Problems and tasks:
a: On the master program page, reproduce the passage starting at "At the end of" and ending at "T: tutorial class)", renaming "predictions" to "forecasts".
b: Answer these questions from the master program page:
(i) How many ECTS does the master carry?
(ii) What are the languages of instruction?
(iii) What may the master thesis be replaced by?

Page extract:
Master 2

Mathematics of randomness


Overview


This master is a top-level training programme covering various fields related to Probability, Statistics and Machine Learning. It is mostly devoted to the most fundamental aspects of these fields without eluding the constraints due to applied considerations. It typically leads to academic or industrial Phd positions but some students can also start a career in the industry directly after the Master. The courses of this master are split into two specializations: from one hand, Probability and Statistics with a focus on mathematical research and from another hand Statistics and Machine Learning, which is more oriented toward research or openings in companies. During the second semester, a master thesis should be delivered, based on the analysis of several research papers, under the supervision of a teacher from the Master programme. This thesis may also be replaced by an internship in a firm or in a research laboratory.

Language of instruction: French and English
ECTS: 60
Oriented: Research.
Duration: 1 year
Courses Location: Essentially in Paris-Saclay. Occasionally in IP Paris.


Educational objectives


At the end of this master, the student should be able to
• understand, master and use many modern mathematical tools for modeling randomness, analysing and treating data.
• perform predictions and take decisions.


Program structure


* (C: course, T: tutorial class)

Specialization: Probability and Statistics. First semester. 30 ECTS among the following courses.

Data extract:
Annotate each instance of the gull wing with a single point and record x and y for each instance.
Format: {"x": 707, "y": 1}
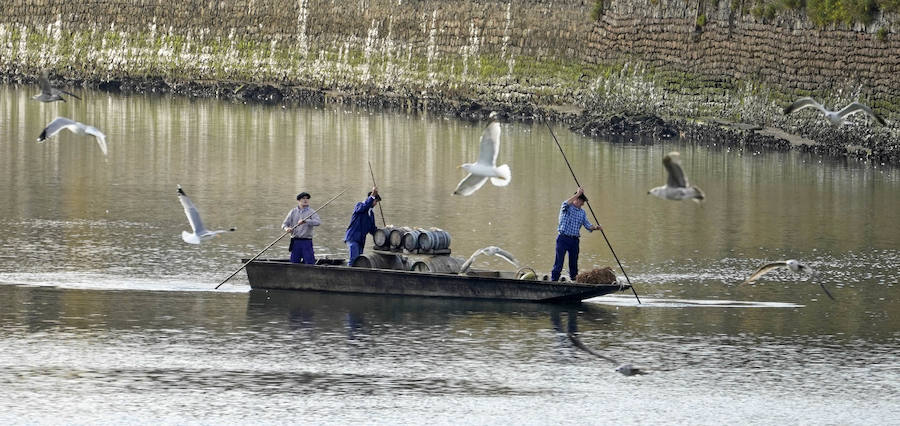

List of solutions:
a:
At the end of this master, the student should be able to
• understand, master and use many modern mathematical tools for modeling randomness, analysing and treating data.
• perform forecasts and take decisions.


Program structure


* (C: course, T: tutorial class)

b:
(i) 60
(ii) French and English
(iii) An internship in a firm or in a research laboratory